● Items from a labeling collection:
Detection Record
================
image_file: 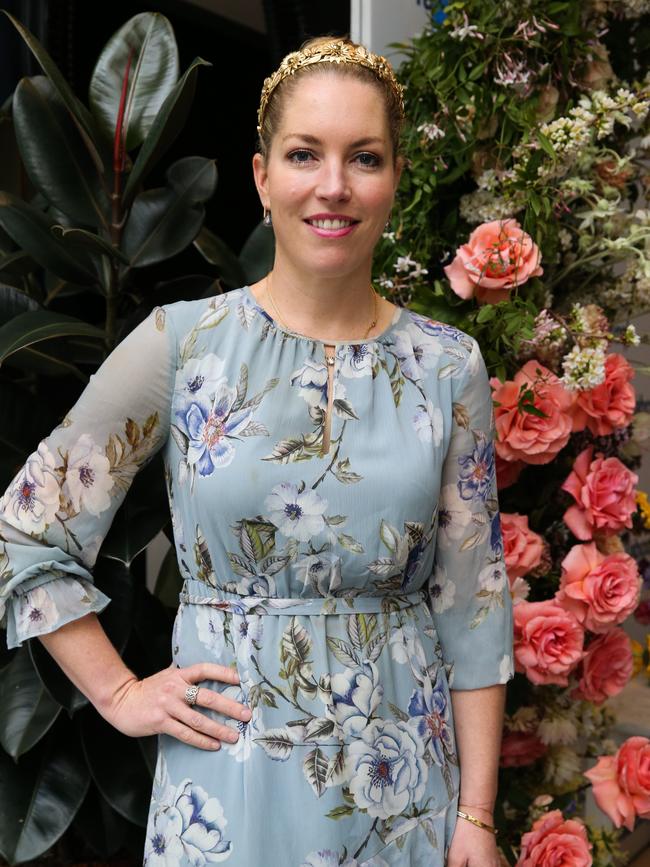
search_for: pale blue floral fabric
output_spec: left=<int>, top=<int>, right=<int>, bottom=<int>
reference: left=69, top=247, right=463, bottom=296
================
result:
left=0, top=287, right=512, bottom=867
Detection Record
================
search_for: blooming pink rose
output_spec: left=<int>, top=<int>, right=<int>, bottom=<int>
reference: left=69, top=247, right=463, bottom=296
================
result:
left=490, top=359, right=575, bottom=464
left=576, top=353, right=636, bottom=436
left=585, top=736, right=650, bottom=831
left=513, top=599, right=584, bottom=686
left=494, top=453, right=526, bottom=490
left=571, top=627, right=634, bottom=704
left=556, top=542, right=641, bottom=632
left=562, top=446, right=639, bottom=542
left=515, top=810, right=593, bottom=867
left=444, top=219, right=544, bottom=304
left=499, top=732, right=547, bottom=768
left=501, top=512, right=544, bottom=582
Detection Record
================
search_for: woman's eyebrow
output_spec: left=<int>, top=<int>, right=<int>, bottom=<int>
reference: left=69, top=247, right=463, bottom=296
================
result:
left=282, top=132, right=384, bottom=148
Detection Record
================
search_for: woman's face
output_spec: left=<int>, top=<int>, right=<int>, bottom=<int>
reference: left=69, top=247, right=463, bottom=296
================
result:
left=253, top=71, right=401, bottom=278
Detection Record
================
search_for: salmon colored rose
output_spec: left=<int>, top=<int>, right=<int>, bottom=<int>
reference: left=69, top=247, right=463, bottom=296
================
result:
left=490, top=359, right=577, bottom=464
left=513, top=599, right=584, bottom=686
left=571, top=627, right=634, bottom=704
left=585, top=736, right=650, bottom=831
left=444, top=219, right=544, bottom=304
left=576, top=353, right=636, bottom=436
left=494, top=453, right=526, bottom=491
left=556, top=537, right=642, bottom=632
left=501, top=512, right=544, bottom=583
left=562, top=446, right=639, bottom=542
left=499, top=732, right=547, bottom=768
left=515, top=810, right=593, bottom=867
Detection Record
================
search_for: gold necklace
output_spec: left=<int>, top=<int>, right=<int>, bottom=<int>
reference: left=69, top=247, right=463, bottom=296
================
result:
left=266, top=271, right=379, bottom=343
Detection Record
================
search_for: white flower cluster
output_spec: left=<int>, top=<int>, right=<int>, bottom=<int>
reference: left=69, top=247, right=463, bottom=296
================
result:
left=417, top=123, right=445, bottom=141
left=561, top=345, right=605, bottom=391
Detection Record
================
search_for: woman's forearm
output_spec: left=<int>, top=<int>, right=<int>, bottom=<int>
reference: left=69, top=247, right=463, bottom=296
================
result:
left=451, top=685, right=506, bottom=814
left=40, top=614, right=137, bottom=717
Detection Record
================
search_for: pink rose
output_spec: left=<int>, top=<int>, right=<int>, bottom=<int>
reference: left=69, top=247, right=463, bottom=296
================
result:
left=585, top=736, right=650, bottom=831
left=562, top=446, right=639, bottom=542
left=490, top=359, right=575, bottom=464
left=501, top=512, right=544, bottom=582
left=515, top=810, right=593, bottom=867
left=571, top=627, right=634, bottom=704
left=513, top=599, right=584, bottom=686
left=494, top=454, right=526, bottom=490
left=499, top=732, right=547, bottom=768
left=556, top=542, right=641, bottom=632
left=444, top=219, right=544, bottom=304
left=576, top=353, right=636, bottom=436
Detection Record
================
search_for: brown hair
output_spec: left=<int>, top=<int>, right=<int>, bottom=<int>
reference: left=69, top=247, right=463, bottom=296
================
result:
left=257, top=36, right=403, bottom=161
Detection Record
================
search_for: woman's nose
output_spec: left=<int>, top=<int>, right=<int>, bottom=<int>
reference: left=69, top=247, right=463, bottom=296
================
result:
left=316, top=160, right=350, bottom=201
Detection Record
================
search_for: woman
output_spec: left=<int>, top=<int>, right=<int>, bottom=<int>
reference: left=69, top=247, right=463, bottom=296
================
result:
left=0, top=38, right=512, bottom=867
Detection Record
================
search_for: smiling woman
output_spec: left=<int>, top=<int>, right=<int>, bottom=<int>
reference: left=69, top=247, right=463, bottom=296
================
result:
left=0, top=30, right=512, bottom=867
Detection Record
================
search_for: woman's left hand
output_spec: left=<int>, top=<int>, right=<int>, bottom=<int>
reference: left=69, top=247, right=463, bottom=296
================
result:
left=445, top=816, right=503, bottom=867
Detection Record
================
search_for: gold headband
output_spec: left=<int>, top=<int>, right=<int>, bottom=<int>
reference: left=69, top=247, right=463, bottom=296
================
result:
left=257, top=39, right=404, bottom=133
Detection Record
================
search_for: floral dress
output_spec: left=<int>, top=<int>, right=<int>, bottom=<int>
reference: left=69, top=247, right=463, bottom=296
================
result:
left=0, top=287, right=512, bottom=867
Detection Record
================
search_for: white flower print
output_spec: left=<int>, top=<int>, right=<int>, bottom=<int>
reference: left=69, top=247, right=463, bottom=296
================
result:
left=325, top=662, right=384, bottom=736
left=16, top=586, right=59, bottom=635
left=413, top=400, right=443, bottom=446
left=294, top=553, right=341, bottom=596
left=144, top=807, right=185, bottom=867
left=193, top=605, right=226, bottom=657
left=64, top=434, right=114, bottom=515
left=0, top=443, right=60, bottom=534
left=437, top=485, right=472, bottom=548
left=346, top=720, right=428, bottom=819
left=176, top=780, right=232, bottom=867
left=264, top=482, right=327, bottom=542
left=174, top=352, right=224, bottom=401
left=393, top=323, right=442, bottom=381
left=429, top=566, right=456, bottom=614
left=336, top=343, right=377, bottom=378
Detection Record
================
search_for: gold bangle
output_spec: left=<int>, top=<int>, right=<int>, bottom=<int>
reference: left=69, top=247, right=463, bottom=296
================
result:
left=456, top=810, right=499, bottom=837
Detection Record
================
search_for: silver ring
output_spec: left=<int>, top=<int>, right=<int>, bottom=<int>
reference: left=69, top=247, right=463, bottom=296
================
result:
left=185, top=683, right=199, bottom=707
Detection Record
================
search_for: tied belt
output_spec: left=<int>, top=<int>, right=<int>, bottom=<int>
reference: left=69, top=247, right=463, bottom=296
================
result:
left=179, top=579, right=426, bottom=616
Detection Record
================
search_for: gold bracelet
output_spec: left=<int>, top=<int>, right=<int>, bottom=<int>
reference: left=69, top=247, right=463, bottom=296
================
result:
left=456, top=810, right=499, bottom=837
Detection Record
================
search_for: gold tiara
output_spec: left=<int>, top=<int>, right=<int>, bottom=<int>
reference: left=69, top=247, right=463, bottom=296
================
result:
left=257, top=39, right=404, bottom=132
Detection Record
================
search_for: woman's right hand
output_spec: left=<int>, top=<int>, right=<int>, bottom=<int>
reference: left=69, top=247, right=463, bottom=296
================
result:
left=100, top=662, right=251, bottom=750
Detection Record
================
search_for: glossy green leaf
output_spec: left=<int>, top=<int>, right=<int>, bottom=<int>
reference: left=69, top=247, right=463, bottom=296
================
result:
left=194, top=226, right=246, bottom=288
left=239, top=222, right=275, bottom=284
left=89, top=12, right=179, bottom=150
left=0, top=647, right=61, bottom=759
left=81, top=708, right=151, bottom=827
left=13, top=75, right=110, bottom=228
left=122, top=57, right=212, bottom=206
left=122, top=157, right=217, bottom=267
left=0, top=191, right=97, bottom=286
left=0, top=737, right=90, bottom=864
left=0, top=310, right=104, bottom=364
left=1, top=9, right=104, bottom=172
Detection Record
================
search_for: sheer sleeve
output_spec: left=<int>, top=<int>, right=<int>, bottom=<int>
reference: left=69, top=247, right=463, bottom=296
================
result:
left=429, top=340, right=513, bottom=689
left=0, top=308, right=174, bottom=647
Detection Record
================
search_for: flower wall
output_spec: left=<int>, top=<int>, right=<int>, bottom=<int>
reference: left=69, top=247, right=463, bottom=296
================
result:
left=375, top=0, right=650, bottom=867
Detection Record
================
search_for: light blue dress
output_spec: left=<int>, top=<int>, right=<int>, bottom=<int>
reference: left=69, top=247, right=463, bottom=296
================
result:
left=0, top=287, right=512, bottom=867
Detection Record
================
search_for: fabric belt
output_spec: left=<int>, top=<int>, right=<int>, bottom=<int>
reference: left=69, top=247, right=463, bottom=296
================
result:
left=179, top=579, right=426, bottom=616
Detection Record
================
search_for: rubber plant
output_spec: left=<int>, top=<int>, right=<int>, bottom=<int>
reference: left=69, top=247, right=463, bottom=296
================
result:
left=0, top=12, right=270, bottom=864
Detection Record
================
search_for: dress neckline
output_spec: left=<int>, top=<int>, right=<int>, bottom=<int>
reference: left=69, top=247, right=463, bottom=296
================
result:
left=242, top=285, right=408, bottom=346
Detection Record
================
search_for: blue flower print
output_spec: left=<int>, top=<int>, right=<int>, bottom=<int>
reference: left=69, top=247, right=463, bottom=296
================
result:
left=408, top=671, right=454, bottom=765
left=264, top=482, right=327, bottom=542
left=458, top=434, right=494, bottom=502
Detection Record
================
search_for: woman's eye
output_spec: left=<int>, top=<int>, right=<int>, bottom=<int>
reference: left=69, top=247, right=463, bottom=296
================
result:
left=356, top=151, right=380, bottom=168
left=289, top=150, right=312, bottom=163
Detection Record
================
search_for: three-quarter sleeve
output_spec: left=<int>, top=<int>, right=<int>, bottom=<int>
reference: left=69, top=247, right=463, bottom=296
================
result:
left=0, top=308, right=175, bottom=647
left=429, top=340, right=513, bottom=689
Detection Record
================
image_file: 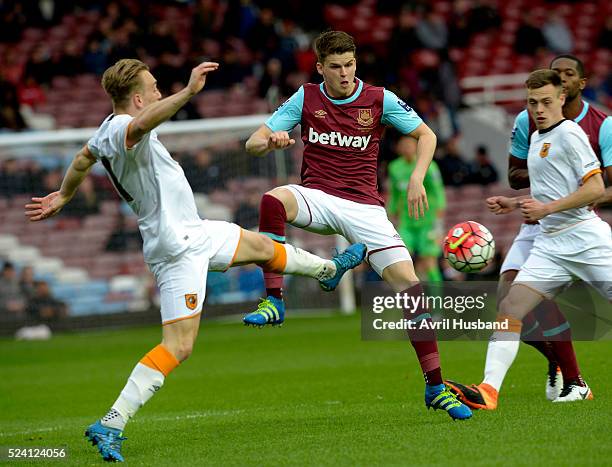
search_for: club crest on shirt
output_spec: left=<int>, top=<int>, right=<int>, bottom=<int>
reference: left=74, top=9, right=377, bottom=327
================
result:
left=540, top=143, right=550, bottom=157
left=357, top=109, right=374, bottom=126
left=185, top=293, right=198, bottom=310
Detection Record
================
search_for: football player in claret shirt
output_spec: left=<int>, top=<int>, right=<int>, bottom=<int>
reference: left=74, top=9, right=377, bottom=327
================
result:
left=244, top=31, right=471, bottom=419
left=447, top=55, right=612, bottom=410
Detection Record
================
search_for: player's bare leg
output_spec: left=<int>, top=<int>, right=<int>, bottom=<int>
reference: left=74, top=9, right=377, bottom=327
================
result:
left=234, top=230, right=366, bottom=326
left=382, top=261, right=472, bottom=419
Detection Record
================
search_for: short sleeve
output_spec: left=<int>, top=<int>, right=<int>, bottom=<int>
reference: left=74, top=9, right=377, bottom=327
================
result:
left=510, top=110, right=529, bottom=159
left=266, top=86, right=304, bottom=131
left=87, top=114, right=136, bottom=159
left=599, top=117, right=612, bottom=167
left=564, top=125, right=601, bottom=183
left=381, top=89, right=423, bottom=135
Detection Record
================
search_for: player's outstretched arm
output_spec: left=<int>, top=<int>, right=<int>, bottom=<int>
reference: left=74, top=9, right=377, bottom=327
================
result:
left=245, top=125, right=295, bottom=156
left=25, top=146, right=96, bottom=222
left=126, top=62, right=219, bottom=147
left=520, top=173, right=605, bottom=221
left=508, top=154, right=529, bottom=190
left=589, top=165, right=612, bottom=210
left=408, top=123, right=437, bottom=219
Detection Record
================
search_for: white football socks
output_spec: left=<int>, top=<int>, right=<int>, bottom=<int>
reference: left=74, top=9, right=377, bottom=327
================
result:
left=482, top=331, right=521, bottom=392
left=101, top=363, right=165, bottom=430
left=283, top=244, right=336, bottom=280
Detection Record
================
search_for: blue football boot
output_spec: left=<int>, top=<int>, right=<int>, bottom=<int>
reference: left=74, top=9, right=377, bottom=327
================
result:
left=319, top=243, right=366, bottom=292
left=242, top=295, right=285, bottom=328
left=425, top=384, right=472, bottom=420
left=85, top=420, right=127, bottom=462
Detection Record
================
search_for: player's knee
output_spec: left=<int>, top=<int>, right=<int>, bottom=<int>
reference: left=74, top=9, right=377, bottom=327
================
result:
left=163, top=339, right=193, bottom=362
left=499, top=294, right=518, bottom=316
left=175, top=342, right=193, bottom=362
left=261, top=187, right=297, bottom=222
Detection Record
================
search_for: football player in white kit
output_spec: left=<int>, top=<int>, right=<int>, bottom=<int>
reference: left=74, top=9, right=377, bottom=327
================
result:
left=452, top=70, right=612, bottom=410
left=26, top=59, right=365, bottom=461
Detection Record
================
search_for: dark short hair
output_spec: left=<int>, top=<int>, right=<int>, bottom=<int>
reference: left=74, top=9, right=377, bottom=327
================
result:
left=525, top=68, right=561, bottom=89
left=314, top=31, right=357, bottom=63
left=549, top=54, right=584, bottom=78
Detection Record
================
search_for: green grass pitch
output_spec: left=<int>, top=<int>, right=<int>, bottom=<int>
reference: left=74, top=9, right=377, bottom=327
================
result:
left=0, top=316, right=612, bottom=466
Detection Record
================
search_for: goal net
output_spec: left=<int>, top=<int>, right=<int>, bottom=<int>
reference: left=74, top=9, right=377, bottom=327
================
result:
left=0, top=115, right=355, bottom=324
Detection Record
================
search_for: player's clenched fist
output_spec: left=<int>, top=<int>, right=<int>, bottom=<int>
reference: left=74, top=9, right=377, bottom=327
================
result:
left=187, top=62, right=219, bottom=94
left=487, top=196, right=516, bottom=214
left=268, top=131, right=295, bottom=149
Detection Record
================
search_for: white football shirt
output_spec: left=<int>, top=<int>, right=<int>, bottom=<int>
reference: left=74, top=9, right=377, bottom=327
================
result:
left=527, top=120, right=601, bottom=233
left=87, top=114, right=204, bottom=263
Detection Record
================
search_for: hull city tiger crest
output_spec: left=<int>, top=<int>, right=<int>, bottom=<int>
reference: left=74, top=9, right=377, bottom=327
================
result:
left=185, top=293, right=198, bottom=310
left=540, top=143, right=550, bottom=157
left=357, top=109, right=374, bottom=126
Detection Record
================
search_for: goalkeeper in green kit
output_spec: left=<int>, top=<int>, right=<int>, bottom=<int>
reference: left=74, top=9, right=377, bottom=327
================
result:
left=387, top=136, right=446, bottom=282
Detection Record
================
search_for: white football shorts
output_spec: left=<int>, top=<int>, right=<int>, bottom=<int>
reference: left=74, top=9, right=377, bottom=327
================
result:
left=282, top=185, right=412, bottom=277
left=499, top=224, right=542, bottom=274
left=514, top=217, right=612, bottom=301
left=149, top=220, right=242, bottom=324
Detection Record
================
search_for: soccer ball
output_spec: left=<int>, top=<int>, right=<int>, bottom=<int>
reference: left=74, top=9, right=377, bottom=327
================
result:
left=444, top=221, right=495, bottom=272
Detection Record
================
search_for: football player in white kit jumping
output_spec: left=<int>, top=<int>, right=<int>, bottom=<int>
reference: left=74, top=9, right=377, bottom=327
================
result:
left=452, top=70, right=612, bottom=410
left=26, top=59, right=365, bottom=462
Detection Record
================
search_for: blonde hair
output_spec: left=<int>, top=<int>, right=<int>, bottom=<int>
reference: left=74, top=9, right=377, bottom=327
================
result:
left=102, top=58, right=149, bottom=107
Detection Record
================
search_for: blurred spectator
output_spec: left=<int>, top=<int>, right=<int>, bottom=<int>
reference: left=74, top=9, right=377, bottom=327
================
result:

● Directive: Tally the lines of the listing above that contain the string "fabric", counting only matches with the same capitalization. Reply with the number alone.

● Solved exercise: 2